**課題 1**
ドラフト1位投手の紹介文をもとに、次の問いに答えること。
(a) 西舘投手が卒業した高校はどこか。
(b) 阿部監督が西舘投手に提示した背番号は何番か。
(c) 武内投手は大学3年生秋のリーグ戦で何勝を挙げたか。
**課題 2**
ドラフト1位投手の紹介文のうち、「2024年1月29日~2月2日の放送内容」から「輩の新監督をアシストします。」までをそのまま書き写すこと。
**課題 3**
ドラフト1位投手の紹介文を、最後の文のあとから続けて書くこと。

スポーツ伝説

2024.02.02

2024年1月29日~2月2日の放送内容

【プロ野球 西舘勇陽投手】
 阿部慎之助新監督のもと、4年ぶりのセ・リーグ制覇を目指す巨人。ピッチャーのコマ不足を補うために昨年のドラフトで1位指名したのが、中央大学の本格派右腕・西舘投手です。西舘投手は岩手の名門・花巻東高校出身で、メジャーリーグで活躍するドジャース・大谷翔平選手、ブルージェイズ・菊池雄星投手の後輩でもあります。高校時代は1年生の夏からベンチ入りし、甲子園には春・夏合わせて3度出場。3年生夏の県予選では、決勝で大船渡高校と対戦しました。この時大船渡高校は、エースの佐々木朗希投手が登板を回避して敗れ物議を醸しましたが、西舘投手はこの試合の6回からリリーフで登板。勝利に貢献し、3度目の甲子園行きを決めました。
 中央大学に進学した西舘投手は、東都大学1部リーグで通算51試合に登板して通算12勝を挙げ、防御率1.95の好成績を残しました。セットポジションからクイック投法で投げるようにフォームを改良しましたが、西舘投手はクイックでも最速155キロをマークする剛腕が魅力です。ドラフト会議の翌日、指名あいさつのため母校・中央大学を訪れた阿部監督は、西舘投手に背番号17を提示。巨人では槙原寛己投手ら名投手がつけてきた番号であり、大谷翔平選手と同じ番号でもあります。大谷選手も愛用しているマットレスを寮に持参して体のケアにも気を配りながら、V奪回を目指す先輩の新監督をアシストします。

 

【プロ野球 武内夏暉投手】
 埼玉西武ライオンズの即戦力サウスポーとして期待されているドラフト1位ルーキー・武内投手は、福岡県北九州市出身。福岡県立八幡南高校を経て、国学院大学に進学しました。身長186㎝、体重90kgの大型サウスポーで、最速150キロを超えるストレートに加え、落差の大きいツーシーム・スライダーなど多彩な変化球を操ります。武内投手の最大の武器は、安定感抜群のコントロールです。大学2年生の秋に出場した明治神宮野球大会の九州産業大学戦で、8回ツーアウトまでパーフェクトピッチングを披露。最終的に3安打を許したものの、無四球完封でチームを勝利に導きました。この試合でプロのスカウト陣に注目されると、3年生秋のリーグ戦は4勝を挙げて優勝に貢献。MVPに輝きました。昨年のドラフト会議では、大学ナンバーワン左腕の呼び声にふさわしく3球団が1位指名で競合し、埼玉西武が交渉権を引き当てたのです。

(一連の記録)
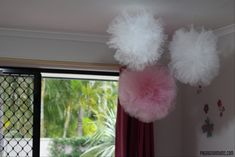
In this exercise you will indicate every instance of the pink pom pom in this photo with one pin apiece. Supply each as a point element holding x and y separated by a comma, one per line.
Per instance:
<point>147,95</point>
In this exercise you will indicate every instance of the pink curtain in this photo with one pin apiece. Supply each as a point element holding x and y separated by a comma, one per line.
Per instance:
<point>133,138</point>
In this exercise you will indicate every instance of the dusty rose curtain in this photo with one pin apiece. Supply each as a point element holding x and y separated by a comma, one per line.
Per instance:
<point>133,138</point>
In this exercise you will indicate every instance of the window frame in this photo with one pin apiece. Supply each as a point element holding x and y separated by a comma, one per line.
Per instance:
<point>37,73</point>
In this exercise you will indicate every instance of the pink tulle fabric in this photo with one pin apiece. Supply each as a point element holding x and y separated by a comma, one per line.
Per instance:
<point>147,95</point>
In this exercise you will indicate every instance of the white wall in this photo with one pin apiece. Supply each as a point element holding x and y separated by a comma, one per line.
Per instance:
<point>48,46</point>
<point>223,87</point>
<point>180,134</point>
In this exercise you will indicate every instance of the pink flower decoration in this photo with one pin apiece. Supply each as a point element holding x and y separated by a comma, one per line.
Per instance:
<point>147,95</point>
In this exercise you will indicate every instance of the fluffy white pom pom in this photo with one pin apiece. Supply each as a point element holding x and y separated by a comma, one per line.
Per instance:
<point>194,58</point>
<point>137,38</point>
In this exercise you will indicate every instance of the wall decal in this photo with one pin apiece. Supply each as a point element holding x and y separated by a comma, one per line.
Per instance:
<point>199,89</point>
<point>208,127</point>
<point>206,108</point>
<point>221,107</point>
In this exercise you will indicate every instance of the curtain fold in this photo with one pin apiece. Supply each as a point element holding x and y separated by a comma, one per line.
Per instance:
<point>133,138</point>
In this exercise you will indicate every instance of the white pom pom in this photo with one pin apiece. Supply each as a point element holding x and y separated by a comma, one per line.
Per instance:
<point>194,58</point>
<point>137,38</point>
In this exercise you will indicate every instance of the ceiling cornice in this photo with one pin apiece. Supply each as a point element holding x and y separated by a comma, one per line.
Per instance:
<point>81,37</point>
<point>225,30</point>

**正解 1**
(a) 花巻東高校
(b) 17
(c) 4勝

**正解 2**
2024年1月29日~2月2日の放送内容

【プロ野球 西舘勇陽投手】
 阿部慎之助新監督のもと、4年ぶりのセ・リーグ制覇を目指す巨人。ピッチャーのコマ不足を補うために昨年のドラフトで1位指名したのが、中央大学の本格派右腕・西舘投手です。西舘投手は岩手の名門・花巻東高校出身で、メジャーリーグで活躍するドジャース・大谷翔平選手、ブルージェイズ・菊池雄星投手の後輩でもあります。高校時代は1年生の夏からベンチ入りし、甲子園には春・夏合わせて3度出場。3年生夏の県予選では、決勝で大船渡高校と対戦しました。この時大船渡高校は、エースの佐々木朗希投手が登板を回避して敗れ物議を醸しましたが、西舘投手はこの試合の6回からリリーフで登板。勝利に貢献し、3度目の甲子園行きを決めました。
 中央大学に進学した西舘投手は、東都大学1部リーグで通算51試合に登板して通算12勝を挙げ、防御率1.95の好成績を残しました。セットポジションからクイック投法で投げるようにフォームを改良しましたが、西舘投手はクイックでも最速155キロをマークする剛腕が魅力です。ドラフト会議の翌日、指名あいさつのため母校・中央大学を訪れた阿部監督は、西舘投手に背番号17を提示。巨人では槙原寛己投手ら名投手がつけてきた番号であり、大谷翔平選手と同じ番号でもあります。大谷選手も愛用しているマットレスを寮に持参して体のケアにも気を配りながら、V奪回を目指す先輩の新監督をアシストします。

**正解 3**
 左の先発不足に悩んでいた埼玉西武にとって待望の即戦力サウスポー獲得とあって、球団は武内投手に背番号21を用意します。かつてライオンズのエースとして通算251勝を挙げ、監督も務めたレジェンド・東尾修さんが現役時代につけていた番号です。ライオンズの21番は他にも、渡辺智男投手・西崎幸広投手・石井貴投手といった名投手たちが背負い、歴史を作ってきました。そして近年、この番号をつけていたのが十亀剣投手です。2022年に現役を引退して、昨年から球団スカウトとして第二の人生を歩み始めた十亀さんが担当したのが武内投手のスカウトでした。「21番を偉大なものにしていきたい」と語った頼もしい若獅子が、チームの未来をひらきます。

     
【プロ野球 常廣羽也斗投手】
 ラグビーの強豪校として知られる大分舞鶴高校出身者から初めてプロ野球選手になったのが、広島カープ・常廣投手です。高校時代は甲子園の出場経験もなくまったく無名の存在でしたが、プロ野球選手になりたいと上京。青山学院大学に進学します。転機となったのは、3年生春のリーグ戦です。東都リーグ史上初めて地元・大分で開幕戦が行われるとあって、常廣投手はこの試合を心待ちにしていました。ところが調整が間に合わず、試合前日にベンチ入りメンバーから外れてしまいます。この時の悔しさを糧にして、練習への取り組み方が変わったという常廣投手。大分開催の次のカードで、公式戦では自己最多となる5回3分の2を投げて、2安打6奪三振の好投。秋はリリーフでフル回転し、ストレートも自己最速を更新する153キロをマークします。4年春のリーグ戦では、開幕戦の先発を任されるエースに成長。3勝を挙げて、17年ぶりとなるリーグ戦優勝の原動力になりました。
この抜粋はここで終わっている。